* _TASK STATEMENT_
Rewrite the lines below, substituting "whole-number pixel coordinates" for every "integer pixel coordinates" and leaving everything else unchanged.

* _Saved entries_
%%
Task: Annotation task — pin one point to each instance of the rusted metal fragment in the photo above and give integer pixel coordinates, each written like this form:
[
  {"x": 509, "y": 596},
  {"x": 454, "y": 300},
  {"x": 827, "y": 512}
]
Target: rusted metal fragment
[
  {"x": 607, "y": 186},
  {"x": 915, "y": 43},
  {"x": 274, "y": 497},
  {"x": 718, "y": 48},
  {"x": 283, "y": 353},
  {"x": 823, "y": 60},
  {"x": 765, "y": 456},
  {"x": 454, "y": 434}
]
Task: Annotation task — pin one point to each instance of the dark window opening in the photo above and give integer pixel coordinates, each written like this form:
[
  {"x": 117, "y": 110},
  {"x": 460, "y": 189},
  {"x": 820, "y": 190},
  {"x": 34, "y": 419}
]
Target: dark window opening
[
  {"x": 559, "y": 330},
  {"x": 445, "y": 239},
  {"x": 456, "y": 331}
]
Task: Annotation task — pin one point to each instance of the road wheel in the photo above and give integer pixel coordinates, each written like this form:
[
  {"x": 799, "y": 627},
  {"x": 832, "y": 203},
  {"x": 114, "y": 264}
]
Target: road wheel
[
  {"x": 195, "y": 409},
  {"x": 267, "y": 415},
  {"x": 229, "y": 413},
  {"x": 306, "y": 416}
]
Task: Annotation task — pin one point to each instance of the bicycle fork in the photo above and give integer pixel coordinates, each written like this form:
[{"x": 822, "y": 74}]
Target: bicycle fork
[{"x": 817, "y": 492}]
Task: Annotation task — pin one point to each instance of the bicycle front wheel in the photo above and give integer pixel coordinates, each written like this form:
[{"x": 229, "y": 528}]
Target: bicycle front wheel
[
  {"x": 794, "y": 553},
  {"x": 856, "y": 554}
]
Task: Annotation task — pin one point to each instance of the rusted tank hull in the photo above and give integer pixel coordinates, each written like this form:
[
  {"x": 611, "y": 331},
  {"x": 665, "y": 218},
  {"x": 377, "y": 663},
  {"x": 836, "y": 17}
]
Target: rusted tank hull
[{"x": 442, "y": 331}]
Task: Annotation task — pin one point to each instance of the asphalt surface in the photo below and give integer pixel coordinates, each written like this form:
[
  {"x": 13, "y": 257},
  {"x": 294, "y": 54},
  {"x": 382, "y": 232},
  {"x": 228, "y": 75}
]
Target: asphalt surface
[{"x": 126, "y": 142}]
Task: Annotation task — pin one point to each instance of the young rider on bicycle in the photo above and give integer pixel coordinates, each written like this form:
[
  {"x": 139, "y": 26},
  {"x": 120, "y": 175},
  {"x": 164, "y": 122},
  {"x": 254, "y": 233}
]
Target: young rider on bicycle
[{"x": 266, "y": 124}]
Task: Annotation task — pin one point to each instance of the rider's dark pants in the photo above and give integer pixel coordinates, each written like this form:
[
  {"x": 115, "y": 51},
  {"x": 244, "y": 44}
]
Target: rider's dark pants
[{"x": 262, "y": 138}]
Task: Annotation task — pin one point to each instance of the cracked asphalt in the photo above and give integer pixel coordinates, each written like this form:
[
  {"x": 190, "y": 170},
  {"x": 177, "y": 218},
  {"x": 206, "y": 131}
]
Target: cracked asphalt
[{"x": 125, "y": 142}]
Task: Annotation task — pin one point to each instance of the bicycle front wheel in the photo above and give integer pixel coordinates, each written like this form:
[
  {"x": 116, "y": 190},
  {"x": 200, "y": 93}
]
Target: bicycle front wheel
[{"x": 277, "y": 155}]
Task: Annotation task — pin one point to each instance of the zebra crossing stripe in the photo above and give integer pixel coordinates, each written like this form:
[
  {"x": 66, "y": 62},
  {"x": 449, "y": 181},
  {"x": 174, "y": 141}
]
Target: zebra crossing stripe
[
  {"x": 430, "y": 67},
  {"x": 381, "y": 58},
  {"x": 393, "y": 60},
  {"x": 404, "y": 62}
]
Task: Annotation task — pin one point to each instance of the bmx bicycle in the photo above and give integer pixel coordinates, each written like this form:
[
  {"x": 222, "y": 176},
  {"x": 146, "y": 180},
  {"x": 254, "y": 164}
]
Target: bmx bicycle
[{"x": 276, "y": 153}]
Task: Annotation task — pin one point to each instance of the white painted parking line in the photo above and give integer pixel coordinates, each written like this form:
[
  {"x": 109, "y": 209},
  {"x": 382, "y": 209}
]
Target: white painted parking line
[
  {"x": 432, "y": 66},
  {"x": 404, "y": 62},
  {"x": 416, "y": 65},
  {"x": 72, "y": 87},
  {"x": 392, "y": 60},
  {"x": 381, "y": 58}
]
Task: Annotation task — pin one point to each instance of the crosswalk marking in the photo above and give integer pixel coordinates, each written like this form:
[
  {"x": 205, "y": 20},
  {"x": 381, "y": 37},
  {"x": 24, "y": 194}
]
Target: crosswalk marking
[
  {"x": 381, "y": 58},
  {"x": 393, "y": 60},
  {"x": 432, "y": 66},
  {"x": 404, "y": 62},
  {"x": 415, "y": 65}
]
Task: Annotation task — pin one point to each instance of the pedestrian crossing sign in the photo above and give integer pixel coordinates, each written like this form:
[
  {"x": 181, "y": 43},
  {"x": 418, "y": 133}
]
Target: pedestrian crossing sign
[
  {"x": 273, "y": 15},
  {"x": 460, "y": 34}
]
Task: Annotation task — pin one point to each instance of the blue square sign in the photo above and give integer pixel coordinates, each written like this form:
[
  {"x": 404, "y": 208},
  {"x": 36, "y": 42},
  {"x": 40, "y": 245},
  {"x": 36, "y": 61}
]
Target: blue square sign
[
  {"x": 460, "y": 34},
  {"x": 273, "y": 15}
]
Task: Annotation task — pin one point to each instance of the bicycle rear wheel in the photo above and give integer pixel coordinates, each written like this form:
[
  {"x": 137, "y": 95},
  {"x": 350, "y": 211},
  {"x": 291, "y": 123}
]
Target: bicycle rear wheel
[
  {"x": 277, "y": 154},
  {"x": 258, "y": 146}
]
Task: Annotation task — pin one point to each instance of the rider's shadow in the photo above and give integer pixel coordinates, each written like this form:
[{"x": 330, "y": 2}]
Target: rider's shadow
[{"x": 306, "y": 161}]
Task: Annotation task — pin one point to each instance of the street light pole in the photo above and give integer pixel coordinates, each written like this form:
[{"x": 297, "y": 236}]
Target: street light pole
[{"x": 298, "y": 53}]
%%
* _RESPONSE_
Task: Annotation task — pin one point to each instance of the rusted metal fragment in the photo above and give whole-number pixel coordinates, each written like this form:
[
  {"x": 509, "y": 596},
  {"x": 454, "y": 300},
  {"x": 827, "y": 512}
]
Target: rusted metal fragment
[
  {"x": 607, "y": 186},
  {"x": 915, "y": 43},
  {"x": 274, "y": 497},
  {"x": 718, "y": 48},
  {"x": 283, "y": 353},
  {"x": 823, "y": 60},
  {"x": 765, "y": 456},
  {"x": 454, "y": 434}
]
Task: Annotation task — pin one point to each instance of the dark window opening in the photo above and give whole-number pixel coordinates, each written like this form:
[
  {"x": 117, "y": 110},
  {"x": 460, "y": 189},
  {"x": 820, "y": 190},
  {"x": 34, "y": 419}
]
Target: dark window opening
[
  {"x": 559, "y": 330},
  {"x": 445, "y": 239},
  {"x": 456, "y": 331}
]
Task: Annotation task — pin one point to each instance of the road wheel in the photo above and give whole-number pixel coordinates, each written like this form:
[
  {"x": 799, "y": 627},
  {"x": 832, "y": 203},
  {"x": 114, "y": 264}
]
Target: road wheel
[
  {"x": 195, "y": 409},
  {"x": 267, "y": 415},
  {"x": 229, "y": 413},
  {"x": 306, "y": 416}
]
Task: Annotation task — pin one point to each instance of the bicycle fork in the photo above and give whole-number pixel coordinates, each written like this form:
[{"x": 822, "y": 74}]
Target: bicycle fork
[{"x": 817, "y": 492}]
Task: Annotation task — pin one point to each instance of the bicycle front wheel in the photo above and give whole-number pixel coordinates, each written like this form:
[{"x": 229, "y": 528}]
Target: bicycle front wheel
[
  {"x": 794, "y": 553},
  {"x": 856, "y": 554}
]
Task: Annotation task — pin one point to each instance of the rusted tank hull in the photo above and give whole-number pixel coordinates, each written like this form:
[
  {"x": 611, "y": 331},
  {"x": 665, "y": 218},
  {"x": 377, "y": 663},
  {"x": 836, "y": 17}
]
Target: rusted tank hull
[{"x": 442, "y": 331}]
Task: Annotation task — pin one point to each instance of the asphalt surface in the photo below and give whole-number pixel coordinates, each written like this form:
[
  {"x": 13, "y": 257},
  {"x": 294, "y": 54},
  {"x": 382, "y": 232},
  {"x": 228, "y": 75}
]
Target: asphalt surface
[{"x": 126, "y": 142}]
Task: Annotation task — pin one point to each instance of the young rider on bicycle in the photo above and give whole-number pixel coordinates, each written like this form:
[
  {"x": 139, "y": 26},
  {"x": 120, "y": 175},
  {"x": 164, "y": 122},
  {"x": 254, "y": 233}
]
Target: young rider on bicycle
[{"x": 266, "y": 124}]
Task: Annotation task — pin one point to each instance of the rider's dark pants in the photo above and give whole-number pixel coordinates, each written like this form:
[
  {"x": 115, "y": 51},
  {"x": 244, "y": 44}
]
Target: rider's dark pants
[{"x": 262, "y": 138}]
Task: Annotation task — pin one point to each instance of the cracked asphalt in the photo above and give whole-number pixel coordinates, each written like this form:
[
  {"x": 190, "y": 170},
  {"x": 177, "y": 218},
  {"x": 206, "y": 131}
]
Target: cracked asphalt
[{"x": 125, "y": 142}]
Task: Annotation task — pin one point to each instance of the bicycle front wheel in the photo above and give whole-number pixel coordinates, each written like this form:
[
  {"x": 116, "y": 190},
  {"x": 200, "y": 93}
]
Target: bicycle front wheel
[{"x": 277, "y": 155}]
Task: Annotation task — pin one point to each instance of the zebra crossing stripe in the photo above and give whole-number pixel coordinates, each written like this form:
[
  {"x": 66, "y": 62},
  {"x": 449, "y": 181},
  {"x": 174, "y": 141}
]
Target: zebra crossing stripe
[
  {"x": 430, "y": 67},
  {"x": 381, "y": 58},
  {"x": 393, "y": 60},
  {"x": 404, "y": 62}
]
Task: Annotation task — pin one point to each instance of the bmx bicycle in the photo above and give whole-number pixel coordinates, each written like this form:
[
  {"x": 222, "y": 176},
  {"x": 146, "y": 180},
  {"x": 254, "y": 164}
]
Target: bmx bicycle
[{"x": 276, "y": 153}]
Task: Annotation task — pin one point to each instance of the white painted parking line in the photo above and give whole-number pixel coordinates, each written like this form:
[
  {"x": 109, "y": 209},
  {"x": 382, "y": 209}
]
Target: white painted parking line
[
  {"x": 432, "y": 66},
  {"x": 404, "y": 62},
  {"x": 416, "y": 65},
  {"x": 72, "y": 87},
  {"x": 392, "y": 60},
  {"x": 381, "y": 58}
]
Task: Annotation task — pin one point to each instance of the crosswalk marking in the photo above and give whole-number pixel coordinates, each written like this form:
[
  {"x": 205, "y": 20},
  {"x": 381, "y": 37},
  {"x": 24, "y": 194}
]
Target: crosswalk marking
[
  {"x": 381, "y": 58},
  {"x": 393, "y": 60},
  {"x": 432, "y": 66},
  {"x": 404, "y": 62},
  {"x": 415, "y": 65}
]
Task: Annotation task — pin one point to each instance of the pedestrian crossing sign in the photo above and give whole-number pixel coordinates, each written like this form:
[
  {"x": 181, "y": 43},
  {"x": 418, "y": 133}
]
Target: pedestrian crossing sign
[
  {"x": 273, "y": 15},
  {"x": 460, "y": 34}
]
Task: Annotation task — pin one point to each instance of the blue square sign in the photo above and give whole-number pixel coordinates, each written like this form:
[
  {"x": 404, "y": 208},
  {"x": 36, "y": 42},
  {"x": 40, "y": 245},
  {"x": 36, "y": 61}
]
Target: blue square sign
[
  {"x": 460, "y": 34},
  {"x": 273, "y": 15}
]
Task: Annotation task — pin one point to each instance of the bicycle rear wheel in the photo above and give whole-number pixel coordinates, each written like this form:
[
  {"x": 137, "y": 95},
  {"x": 350, "y": 211},
  {"x": 291, "y": 123}
]
Target: bicycle rear wheel
[
  {"x": 277, "y": 154},
  {"x": 258, "y": 146}
]
Task: Annotation task — pin one point to each instance of the rider's shadow in the photo above and give whole-number pixel coordinates, each written like this form:
[{"x": 330, "y": 2}]
Target: rider's shadow
[{"x": 306, "y": 161}]
Task: Annotation task — pin one point to each instance of the street light pole in the photo above and give whole-number pixel coordinates, each written like this form:
[{"x": 297, "y": 236}]
Target: street light pole
[{"x": 298, "y": 53}]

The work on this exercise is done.